» **OBJECTIVE 1**: Name every username that appears as a heading over a reply in the forum thread.

» **TEXT**:
Dont worry about to much pleeding on my account as I have steel setup that I can use to set things up...Was more interested in the get togeather and informal type setup. 

  I can't get to many others along to that spot at this stage as they have sown the new grass.. Time for me to visit other freinds that I haven't seen for a while and can play on there setup as well...

 When there is a charge to be on the property and an organised event it brings in more problems if things go wrong without the proper consents etc... Unlike to freinds gathering to sight a rifle in  :Have A Nice Day:

----------


## el borracho

if u want a plink lethal your welcome to come up with me if your stuck for a spot,I shoot most weekends -$20 a day although hewants to charge $25 with new people-email me if keen

----------


## leathel

> if u want a plink lethal your welcome to come up with me if your stuck for a spot,I shoot most weekends -$20 a day although hewants to charge $25 with new people-email me if keen


I have plenty of plinking spots just down the road for free but lack the time ATM  :Wink:

----------


## 300winmag

If you can't twist the cocky's arm count me out as I wanted to play with 300wm's.

(Items listed in a dataset)
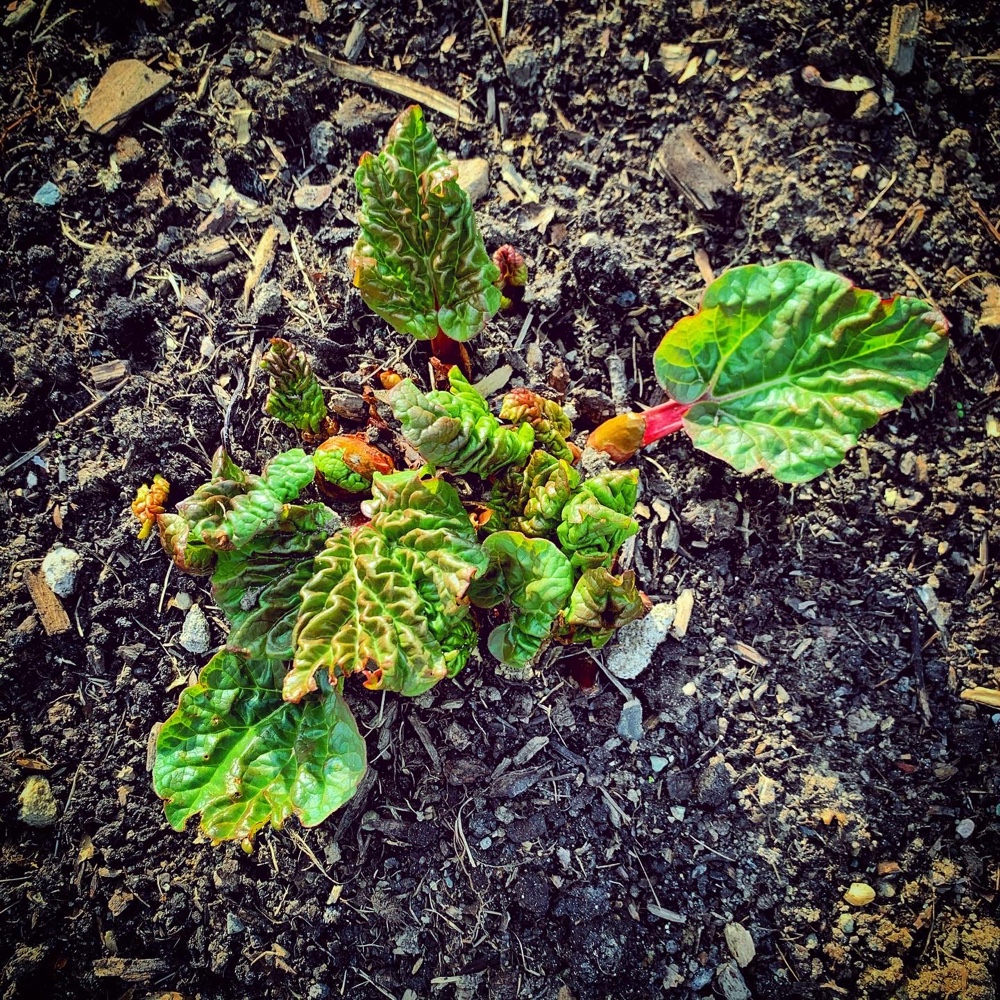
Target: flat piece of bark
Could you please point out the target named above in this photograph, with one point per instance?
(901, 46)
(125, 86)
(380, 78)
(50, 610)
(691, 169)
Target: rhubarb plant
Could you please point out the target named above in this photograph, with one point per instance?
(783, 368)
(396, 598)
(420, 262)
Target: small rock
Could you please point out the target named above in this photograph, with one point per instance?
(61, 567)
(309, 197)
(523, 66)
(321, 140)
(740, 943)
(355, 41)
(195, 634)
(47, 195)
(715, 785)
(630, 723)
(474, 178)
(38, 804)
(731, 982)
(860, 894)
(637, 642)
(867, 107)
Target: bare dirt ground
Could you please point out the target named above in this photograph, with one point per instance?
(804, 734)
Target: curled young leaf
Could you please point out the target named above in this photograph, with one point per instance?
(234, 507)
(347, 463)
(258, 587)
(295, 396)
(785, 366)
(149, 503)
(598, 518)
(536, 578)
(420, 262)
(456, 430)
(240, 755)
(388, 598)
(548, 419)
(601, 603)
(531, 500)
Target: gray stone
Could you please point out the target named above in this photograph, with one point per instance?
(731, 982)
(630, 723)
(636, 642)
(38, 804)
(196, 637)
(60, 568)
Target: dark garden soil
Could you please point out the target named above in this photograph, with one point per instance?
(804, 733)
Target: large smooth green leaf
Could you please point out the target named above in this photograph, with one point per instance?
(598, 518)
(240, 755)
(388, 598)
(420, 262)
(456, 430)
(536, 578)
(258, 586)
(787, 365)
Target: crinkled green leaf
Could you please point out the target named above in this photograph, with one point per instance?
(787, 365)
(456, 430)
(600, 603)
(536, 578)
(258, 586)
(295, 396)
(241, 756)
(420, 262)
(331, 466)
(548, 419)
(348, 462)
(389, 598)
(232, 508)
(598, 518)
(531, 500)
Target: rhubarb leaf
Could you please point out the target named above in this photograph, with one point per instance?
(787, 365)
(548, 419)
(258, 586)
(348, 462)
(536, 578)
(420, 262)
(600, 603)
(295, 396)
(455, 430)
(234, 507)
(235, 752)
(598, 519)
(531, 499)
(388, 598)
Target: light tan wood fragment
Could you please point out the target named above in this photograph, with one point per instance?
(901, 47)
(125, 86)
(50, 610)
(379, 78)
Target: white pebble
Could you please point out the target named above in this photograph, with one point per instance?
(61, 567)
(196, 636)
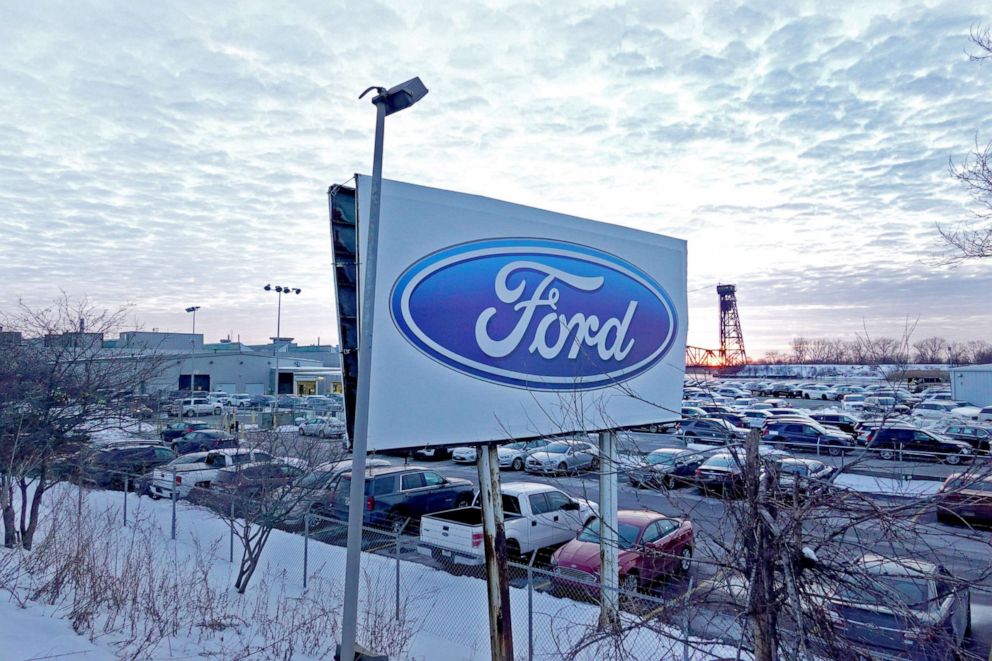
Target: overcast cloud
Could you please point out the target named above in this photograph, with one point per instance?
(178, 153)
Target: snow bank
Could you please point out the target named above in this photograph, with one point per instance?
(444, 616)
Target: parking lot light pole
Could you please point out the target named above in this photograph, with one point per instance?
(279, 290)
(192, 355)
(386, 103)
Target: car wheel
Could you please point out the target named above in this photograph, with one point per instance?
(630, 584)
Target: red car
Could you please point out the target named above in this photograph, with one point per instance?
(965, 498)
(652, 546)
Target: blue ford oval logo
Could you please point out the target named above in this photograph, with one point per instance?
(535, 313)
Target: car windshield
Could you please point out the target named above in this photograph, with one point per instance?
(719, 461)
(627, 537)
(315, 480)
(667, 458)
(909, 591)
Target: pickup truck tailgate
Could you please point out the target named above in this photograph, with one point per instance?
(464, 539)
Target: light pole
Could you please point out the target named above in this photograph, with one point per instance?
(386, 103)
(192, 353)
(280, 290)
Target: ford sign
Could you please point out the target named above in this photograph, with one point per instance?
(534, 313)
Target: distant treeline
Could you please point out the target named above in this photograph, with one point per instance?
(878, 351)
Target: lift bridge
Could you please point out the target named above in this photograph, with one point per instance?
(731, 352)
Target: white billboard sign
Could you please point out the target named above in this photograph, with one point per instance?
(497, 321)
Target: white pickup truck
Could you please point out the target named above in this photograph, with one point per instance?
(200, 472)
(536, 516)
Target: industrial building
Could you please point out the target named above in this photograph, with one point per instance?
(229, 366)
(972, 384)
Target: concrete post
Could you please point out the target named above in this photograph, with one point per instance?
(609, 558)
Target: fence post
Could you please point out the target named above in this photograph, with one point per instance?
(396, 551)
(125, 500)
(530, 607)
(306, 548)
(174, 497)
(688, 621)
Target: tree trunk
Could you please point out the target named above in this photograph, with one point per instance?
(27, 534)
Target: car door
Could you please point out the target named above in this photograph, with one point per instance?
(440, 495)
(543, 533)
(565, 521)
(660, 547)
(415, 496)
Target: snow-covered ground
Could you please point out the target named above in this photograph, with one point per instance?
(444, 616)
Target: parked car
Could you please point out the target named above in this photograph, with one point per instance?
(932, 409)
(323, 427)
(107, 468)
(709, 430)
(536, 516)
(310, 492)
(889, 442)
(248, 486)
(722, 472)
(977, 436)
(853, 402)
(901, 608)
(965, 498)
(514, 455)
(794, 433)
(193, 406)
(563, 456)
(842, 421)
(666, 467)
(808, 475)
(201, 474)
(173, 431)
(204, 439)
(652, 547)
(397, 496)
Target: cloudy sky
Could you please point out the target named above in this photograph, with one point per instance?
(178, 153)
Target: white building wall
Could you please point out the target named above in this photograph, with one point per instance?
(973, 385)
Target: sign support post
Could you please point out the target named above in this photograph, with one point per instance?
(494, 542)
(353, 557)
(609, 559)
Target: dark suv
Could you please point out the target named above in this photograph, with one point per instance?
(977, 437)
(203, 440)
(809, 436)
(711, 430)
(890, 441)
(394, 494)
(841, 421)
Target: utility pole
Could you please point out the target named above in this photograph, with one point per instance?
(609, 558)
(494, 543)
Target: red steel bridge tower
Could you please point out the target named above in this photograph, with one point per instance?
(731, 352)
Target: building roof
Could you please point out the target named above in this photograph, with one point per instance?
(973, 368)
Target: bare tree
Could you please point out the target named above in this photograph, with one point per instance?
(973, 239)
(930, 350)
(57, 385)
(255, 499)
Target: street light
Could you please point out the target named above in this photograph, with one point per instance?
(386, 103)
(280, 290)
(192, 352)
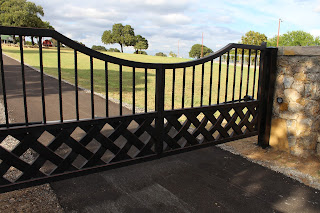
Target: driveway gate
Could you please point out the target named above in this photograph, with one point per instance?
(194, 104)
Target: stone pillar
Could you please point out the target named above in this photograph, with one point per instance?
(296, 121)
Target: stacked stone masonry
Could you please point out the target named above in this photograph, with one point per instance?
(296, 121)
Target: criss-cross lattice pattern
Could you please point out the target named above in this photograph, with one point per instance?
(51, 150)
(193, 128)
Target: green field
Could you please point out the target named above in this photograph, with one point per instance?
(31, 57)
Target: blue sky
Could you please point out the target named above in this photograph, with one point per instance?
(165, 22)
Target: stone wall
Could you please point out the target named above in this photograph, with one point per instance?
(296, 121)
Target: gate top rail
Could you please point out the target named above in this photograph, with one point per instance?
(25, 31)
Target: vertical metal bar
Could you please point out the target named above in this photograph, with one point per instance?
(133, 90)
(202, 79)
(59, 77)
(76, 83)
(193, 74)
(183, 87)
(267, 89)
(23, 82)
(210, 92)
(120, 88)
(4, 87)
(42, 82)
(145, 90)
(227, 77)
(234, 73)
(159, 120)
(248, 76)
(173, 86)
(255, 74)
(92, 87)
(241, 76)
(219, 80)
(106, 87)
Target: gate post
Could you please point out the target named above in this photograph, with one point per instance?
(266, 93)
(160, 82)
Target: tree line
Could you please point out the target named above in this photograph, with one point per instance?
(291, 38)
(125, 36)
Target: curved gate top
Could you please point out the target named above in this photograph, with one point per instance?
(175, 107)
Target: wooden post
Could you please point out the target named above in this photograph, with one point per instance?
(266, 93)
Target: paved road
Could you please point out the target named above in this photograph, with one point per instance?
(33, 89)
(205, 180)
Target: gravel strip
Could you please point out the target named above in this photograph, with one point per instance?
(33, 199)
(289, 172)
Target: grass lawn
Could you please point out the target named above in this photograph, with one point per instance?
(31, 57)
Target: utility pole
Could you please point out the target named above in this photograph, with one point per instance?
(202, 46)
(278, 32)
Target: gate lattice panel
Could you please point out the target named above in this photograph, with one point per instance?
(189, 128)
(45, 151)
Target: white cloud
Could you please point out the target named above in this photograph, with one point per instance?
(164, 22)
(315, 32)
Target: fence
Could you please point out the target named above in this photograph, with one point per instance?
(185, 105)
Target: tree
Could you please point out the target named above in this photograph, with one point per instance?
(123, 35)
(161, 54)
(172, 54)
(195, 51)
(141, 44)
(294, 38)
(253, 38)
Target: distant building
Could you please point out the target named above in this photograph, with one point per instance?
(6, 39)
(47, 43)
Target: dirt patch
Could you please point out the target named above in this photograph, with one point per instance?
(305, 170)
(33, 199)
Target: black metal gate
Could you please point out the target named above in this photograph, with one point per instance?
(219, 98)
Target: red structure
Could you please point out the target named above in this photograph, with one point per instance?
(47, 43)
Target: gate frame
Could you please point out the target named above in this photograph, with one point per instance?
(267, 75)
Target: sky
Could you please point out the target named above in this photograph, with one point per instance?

» **OBJECTIVE 2**: Pick out each line of the rows that contains the word "post".

» **COMPLETE OUTPUT 1**:
el borracho
leathel
300winmag

» **COMPLETE OUTPUT 2**:
Target: concrete post
Target: fence post
Target: sign support post
Target: gate post
Target: wooden post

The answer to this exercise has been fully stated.